WHAT IS REQUIRED: In the piece below about the TV show Cash In The Attic, how much did the elderly lady want to raise, and what did she want to buy with it?
>> Start SUPPLIED PASSAGE
Jack Houghton has been spending a lot of time at home recently. Something tells us he's feeling a little bit stir crazy. What's Weechers, Jack?

Inordinate amounts of time at home means watching innumerable antique programmes on television. One such programme is called Cash In The Attic. It finds an individual with a specific financial target - £1,000 for a trip to Australia to see a new grandchild is a regular aspiration - and programme presenter and accompanying antique expert are dispatched to the individual's house to ransack it for potential auction items that might generate the required cash.

It should be noted that the programme name is slightly misleading. Whilst the cash bit is accurate, the presenter and antique expert are not, regrettably, confined to the attic. Rather, they are allowed (or allow themselves) unfettered access to the entirety of said individual's property and seem happy to search anywhere; no matter how potentially incriminating the goods they find may be.

The latest episode starred an elderly lady who, quite bizarrely, wanted to raise £750 to buy a double-scull row-boat. And so the presenter and expert took off round her house to see what they could find. Sentimentality was put aside as dead-granddad's war-medals and dead-mother's walking-stick were thrown into the fundraising pile. Then came the programme's usual dénouement. With sentimentality now back on the agenda, the elderly lady is asked if she can bear to part with a Victorian dressing-table. But the viewer doesn't get to hear her answer immediately.

We are made to wait 15 minutes, the scene now an auction house, to see if the elderly lady brings said dressing-table to sell. I have to say, I was salivating with anticipation by this point. (I won't spoil the surprise - you might get to watch a repeat one day).

Oh, what the hell, she didn't bring it. It reminded her "of the pub" apparently, but it was not explained why the "pub" was significant. Did her family own it? Or is she just a lifelong drinker with a penchant for a particular boozer that she once stole a dressing-table from? Rather than clearing up this confusion, the presenter and expert prefer to express their disappointment; earnestly explaining that the dressing-table's absence makes the double-scull row-boat an all but impossible dream.
>> End SUPPLIED PASSAGE
>> Start RECORDS SUPPLIED
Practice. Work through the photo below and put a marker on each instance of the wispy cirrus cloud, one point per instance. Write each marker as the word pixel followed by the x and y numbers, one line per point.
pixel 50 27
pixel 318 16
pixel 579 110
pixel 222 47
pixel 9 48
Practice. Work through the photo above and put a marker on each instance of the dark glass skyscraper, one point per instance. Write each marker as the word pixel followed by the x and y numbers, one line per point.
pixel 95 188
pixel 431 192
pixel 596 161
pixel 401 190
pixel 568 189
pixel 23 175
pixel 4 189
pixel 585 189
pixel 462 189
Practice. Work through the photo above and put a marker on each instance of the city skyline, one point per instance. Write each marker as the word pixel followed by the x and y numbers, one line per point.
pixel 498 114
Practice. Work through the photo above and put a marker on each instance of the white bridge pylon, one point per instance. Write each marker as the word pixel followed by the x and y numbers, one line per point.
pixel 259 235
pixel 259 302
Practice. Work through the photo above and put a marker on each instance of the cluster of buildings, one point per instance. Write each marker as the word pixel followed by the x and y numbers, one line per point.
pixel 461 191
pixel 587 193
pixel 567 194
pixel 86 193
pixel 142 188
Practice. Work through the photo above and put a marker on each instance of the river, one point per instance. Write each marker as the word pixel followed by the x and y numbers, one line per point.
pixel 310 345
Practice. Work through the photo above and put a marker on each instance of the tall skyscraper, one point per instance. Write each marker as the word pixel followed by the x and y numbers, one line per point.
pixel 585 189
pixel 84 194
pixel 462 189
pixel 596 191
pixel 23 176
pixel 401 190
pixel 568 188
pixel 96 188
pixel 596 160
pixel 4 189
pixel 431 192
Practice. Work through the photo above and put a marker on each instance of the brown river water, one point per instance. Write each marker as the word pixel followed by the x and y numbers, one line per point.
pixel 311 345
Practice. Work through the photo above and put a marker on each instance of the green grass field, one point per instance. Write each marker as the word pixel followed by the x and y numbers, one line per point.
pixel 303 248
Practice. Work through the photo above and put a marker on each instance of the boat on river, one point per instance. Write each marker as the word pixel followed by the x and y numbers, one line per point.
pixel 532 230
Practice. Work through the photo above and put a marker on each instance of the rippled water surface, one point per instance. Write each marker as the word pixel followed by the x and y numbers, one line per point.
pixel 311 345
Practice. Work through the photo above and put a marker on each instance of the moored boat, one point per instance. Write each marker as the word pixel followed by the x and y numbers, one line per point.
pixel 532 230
>> End RECORDS SUPPLIED
ANSWER TO THE TASK: £750, to buy a double-scull row-boat.